[Entries from a point annotation set]
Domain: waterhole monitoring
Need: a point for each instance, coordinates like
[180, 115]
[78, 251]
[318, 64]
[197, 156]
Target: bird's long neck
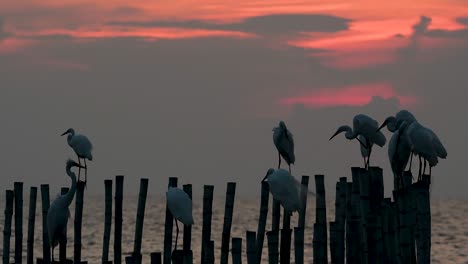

- EXERCISE INSTRUCTIONS -
The records above need to be restated word for word, with the pictures left out.

- SOLUTION TO THE EXERCISE -
Domain: waterhole monitoring
Need: a point for each instance, coordinates like
[180, 115]
[78, 251]
[318, 64]
[197, 156]
Target: bird's long neck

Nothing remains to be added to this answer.